> [Exercise requirements]: Beginning with the line that includes "pixel 208 308" and ending with the last line of the listing below, write out each line exactly, with no other output.
*** Begin section ***
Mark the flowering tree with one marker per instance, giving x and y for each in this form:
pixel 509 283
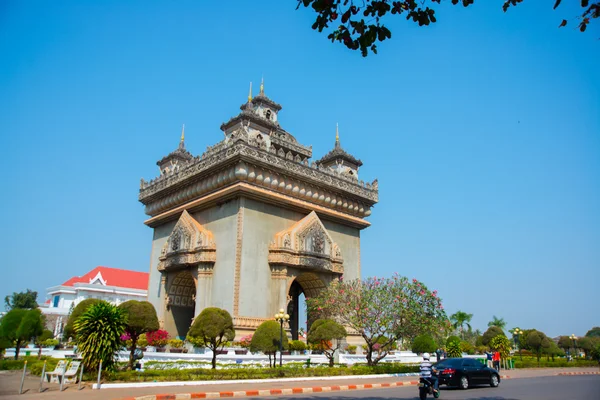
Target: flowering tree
pixel 376 308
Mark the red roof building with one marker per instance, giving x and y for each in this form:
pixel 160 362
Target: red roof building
pixel 111 284
pixel 122 278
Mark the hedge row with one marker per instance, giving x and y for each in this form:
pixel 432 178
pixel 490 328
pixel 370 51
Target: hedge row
pixel 202 374
pixel 34 366
pixel 531 362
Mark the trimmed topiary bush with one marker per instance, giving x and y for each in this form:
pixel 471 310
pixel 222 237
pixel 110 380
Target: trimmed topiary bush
pixel 214 327
pixel 267 338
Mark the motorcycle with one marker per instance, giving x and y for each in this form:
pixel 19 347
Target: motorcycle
pixel 425 388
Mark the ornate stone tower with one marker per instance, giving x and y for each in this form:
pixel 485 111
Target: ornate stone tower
pixel 252 223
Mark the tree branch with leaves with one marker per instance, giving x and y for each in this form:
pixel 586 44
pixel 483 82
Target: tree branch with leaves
pixel 359 25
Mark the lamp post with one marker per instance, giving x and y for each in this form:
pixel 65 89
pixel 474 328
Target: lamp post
pixel 281 318
pixel 574 339
pixel 517 334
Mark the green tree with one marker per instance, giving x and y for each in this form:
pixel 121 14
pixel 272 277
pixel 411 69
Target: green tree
pixel 459 319
pixel 141 318
pixel 471 336
pixel 423 344
pixel 586 344
pixel 537 342
pixel 390 308
pixel 40 340
pixel 4 344
pixel 214 327
pixel 467 347
pixel 565 343
pixel 360 25
pixel 98 334
pixel 553 351
pixel 491 333
pixel 594 332
pixel 267 338
pixel 328 334
pixel 453 347
pixel 499 322
pixel 76 312
pixel 595 353
pixel 25 300
pixel 501 344
pixel 20 325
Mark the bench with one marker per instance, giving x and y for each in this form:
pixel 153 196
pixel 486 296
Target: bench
pixel 70 375
pixel 54 376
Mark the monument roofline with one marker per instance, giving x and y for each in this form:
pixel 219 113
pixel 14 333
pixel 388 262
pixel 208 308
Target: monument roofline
pixel 258 151
pixel 237 161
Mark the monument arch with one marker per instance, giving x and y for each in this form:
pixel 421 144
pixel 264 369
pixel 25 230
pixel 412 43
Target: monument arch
pixel 253 220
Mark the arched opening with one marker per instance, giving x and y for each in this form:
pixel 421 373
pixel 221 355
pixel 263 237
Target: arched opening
pixel 305 285
pixel 182 302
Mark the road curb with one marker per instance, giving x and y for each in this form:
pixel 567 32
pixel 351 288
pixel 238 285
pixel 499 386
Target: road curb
pixel 579 373
pixel 272 392
pixel 276 392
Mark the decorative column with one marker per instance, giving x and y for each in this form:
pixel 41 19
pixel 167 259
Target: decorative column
pixel 204 287
pixel 278 287
pixel 164 296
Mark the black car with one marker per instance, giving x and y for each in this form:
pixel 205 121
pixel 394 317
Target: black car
pixel 465 372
*** End section ***
> [Written response]:
pixel 208 308
Target: monument roofline
pixel 258 151
pixel 237 161
Mark the monument arch with one marker per instance, giving x and y for each in this form:
pixel 421 144
pixel 264 369
pixel 25 230
pixel 412 43
Target: monument arch
pixel 253 220
Mark the arched opening with one marker per instance, giving x and y for each in this form:
pixel 421 373
pixel 221 355
pixel 263 237
Target: arched opening
pixel 305 285
pixel 182 302
Mark the road curb with one marker per instance, giving x and y for each in this form:
pixel 567 32
pixel 351 288
pixel 238 285
pixel 499 386
Target: road curb
pixel 579 373
pixel 272 392
pixel 276 392
Mark the decorative column with one marker per instance, giving x and y for each in this form:
pixel 41 19
pixel 167 259
Target: decorative column
pixel 204 287
pixel 278 287
pixel 164 296
Mark the black car with one marker per instance, giving x and y for each in this form:
pixel 205 121
pixel 394 317
Target: black car
pixel 465 372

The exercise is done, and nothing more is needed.